## DATASET RECORDS
====
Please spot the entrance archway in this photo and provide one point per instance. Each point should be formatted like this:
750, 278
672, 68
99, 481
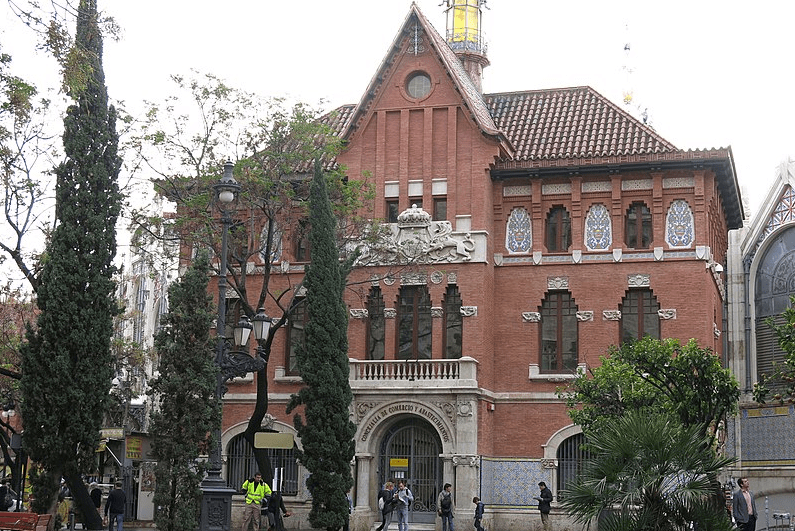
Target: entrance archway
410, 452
====
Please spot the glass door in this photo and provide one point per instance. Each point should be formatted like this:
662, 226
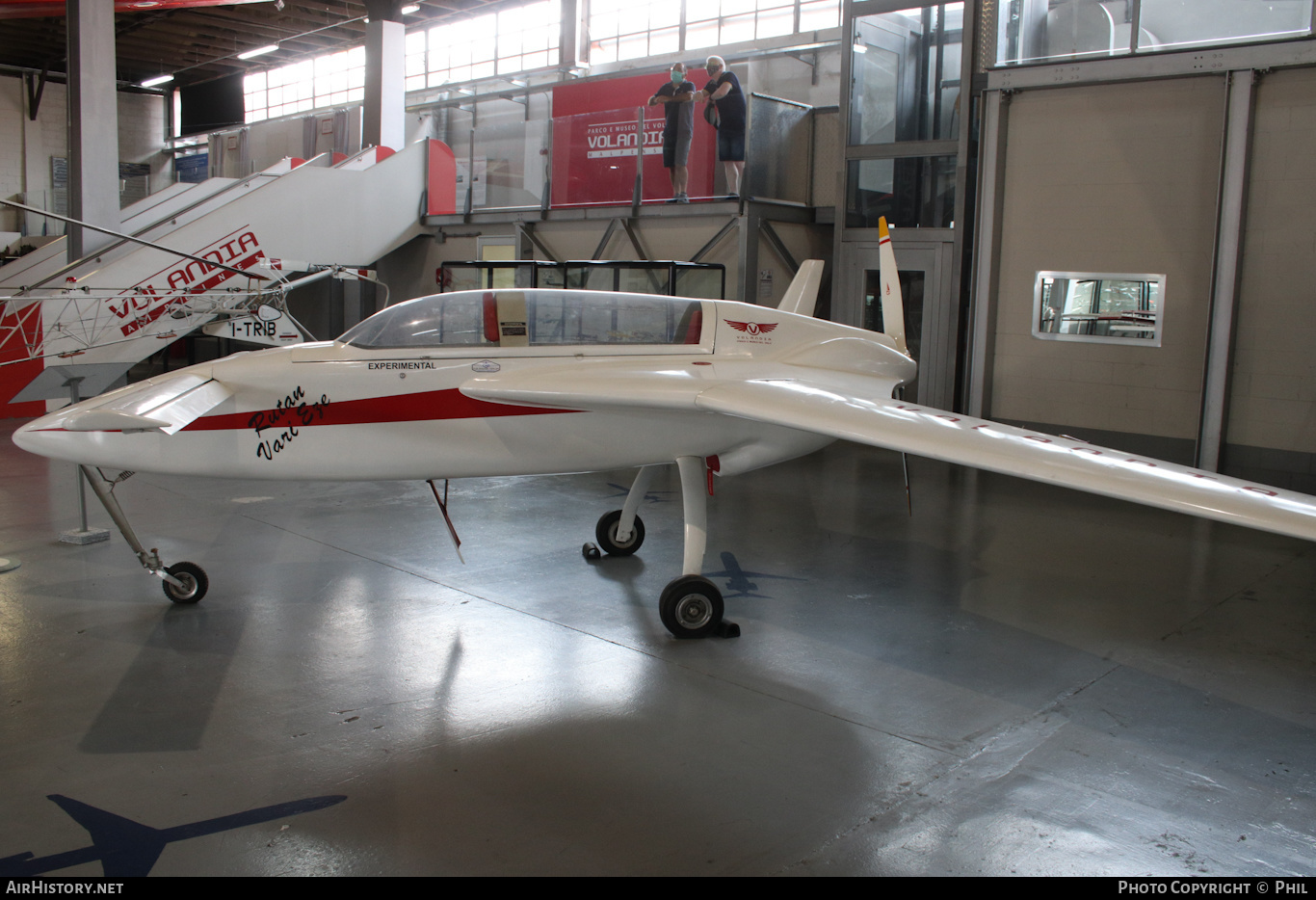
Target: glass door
====
## WHAT TO DO
Lay out the lines as a Markdown table with the columns "No." and "Line", numbering each row and skipping blank lines. Begin at the line that has "Please spot the glass" and stop after the line that has "Target: glass door", leaving the pictures out of the answer.

## FINISHED EXERCISE
| No. | Line |
|---|---|
| 1 | Please spot the glass door in this photo and provide one point per instance. Each point should be formatted like this: |
| 2 | 662, 226 |
| 3 | Target: glass door |